# The exercise
Go through the material and write it all out exactly, minus the pictures.

* * * * * * * * *

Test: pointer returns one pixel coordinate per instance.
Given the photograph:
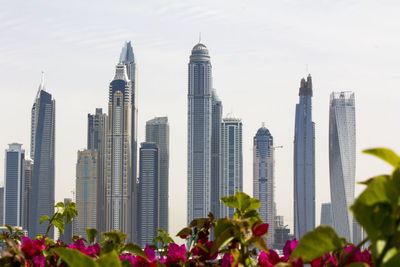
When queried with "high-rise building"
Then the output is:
(216, 154)
(28, 170)
(118, 176)
(1, 206)
(66, 237)
(342, 160)
(199, 133)
(157, 131)
(96, 141)
(326, 214)
(86, 191)
(14, 185)
(231, 161)
(304, 162)
(42, 154)
(148, 193)
(127, 58)
(263, 177)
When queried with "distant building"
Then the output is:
(304, 162)
(66, 237)
(199, 133)
(27, 193)
(148, 193)
(42, 154)
(231, 161)
(216, 121)
(86, 195)
(326, 214)
(342, 160)
(14, 185)
(263, 178)
(96, 141)
(157, 131)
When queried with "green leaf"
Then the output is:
(385, 154)
(74, 258)
(317, 243)
(91, 234)
(44, 218)
(135, 249)
(109, 259)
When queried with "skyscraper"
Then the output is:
(96, 141)
(118, 176)
(157, 131)
(148, 193)
(14, 185)
(263, 177)
(304, 162)
(42, 154)
(231, 161)
(199, 133)
(342, 160)
(216, 153)
(128, 59)
(86, 191)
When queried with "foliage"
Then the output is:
(238, 241)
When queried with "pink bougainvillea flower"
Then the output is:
(175, 254)
(32, 248)
(259, 228)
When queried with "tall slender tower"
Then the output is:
(14, 185)
(231, 161)
(128, 59)
(263, 178)
(199, 133)
(216, 154)
(42, 154)
(304, 162)
(157, 131)
(148, 193)
(342, 160)
(118, 177)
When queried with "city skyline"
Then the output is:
(270, 64)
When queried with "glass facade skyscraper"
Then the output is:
(342, 160)
(263, 178)
(157, 131)
(304, 162)
(42, 153)
(14, 185)
(231, 162)
(199, 133)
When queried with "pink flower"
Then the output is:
(32, 248)
(259, 228)
(175, 254)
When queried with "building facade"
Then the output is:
(42, 153)
(263, 177)
(148, 193)
(216, 154)
(199, 133)
(342, 160)
(86, 191)
(14, 185)
(118, 177)
(231, 161)
(304, 162)
(157, 131)
(96, 141)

* * * * * * * * *

# The answer
Test: pointer returns one pixel coordinate per instance.
Given the photograph:
When queried with "high-rise building"
Then the output is:
(216, 154)
(28, 170)
(118, 176)
(1, 206)
(66, 237)
(342, 160)
(199, 133)
(157, 131)
(96, 141)
(326, 214)
(86, 191)
(14, 185)
(231, 161)
(304, 162)
(42, 154)
(148, 193)
(127, 58)
(263, 177)
When queried with "distant building"
Then the output is:
(304, 162)
(66, 237)
(199, 133)
(27, 193)
(148, 193)
(42, 154)
(231, 161)
(216, 121)
(86, 195)
(326, 214)
(342, 160)
(14, 185)
(263, 178)
(96, 141)
(157, 131)
When queried with "green leaf"
Then the output is:
(385, 154)
(74, 258)
(317, 243)
(91, 234)
(44, 218)
(135, 249)
(109, 259)
When queried with "skyscraper"
Then the output is:
(96, 141)
(118, 176)
(157, 131)
(148, 193)
(14, 185)
(263, 177)
(304, 162)
(42, 154)
(231, 161)
(199, 133)
(342, 160)
(216, 153)
(128, 59)
(86, 191)
When queried with "foliage"
Then the output is:
(238, 241)
When queried with "pink bougainvillea flower"
Then the output is:
(175, 254)
(32, 248)
(259, 228)
When queried with "tall slender tower"
Then the output is:
(14, 185)
(231, 161)
(128, 59)
(263, 178)
(199, 133)
(216, 154)
(42, 154)
(304, 162)
(157, 131)
(148, 193)
(342, 160)
(118, 177)
When queried with "city skyline"
Then the output is:
(270, 64)
When queried with "glass facade skyscraper"
Then the output is:
(342, 160)
(263, 178)
(157, 131)
(304, 162)
(42, 153)
(14, 185)
(231, 162)
(199, 133)
When queried with "pink flower"
Then the output is:
(32, 248)
(259, 228)
(175, 254)
When queried with "building facade"
Then the output is:
(42, 153)
(263, 177)
(148, 193)
(216, 154)
(199, 133)
(342, 160)
(86, 191)
(14, 185)
(118, 177)
(231, 161)
(304, 162)
(157, 131)
(96, 141)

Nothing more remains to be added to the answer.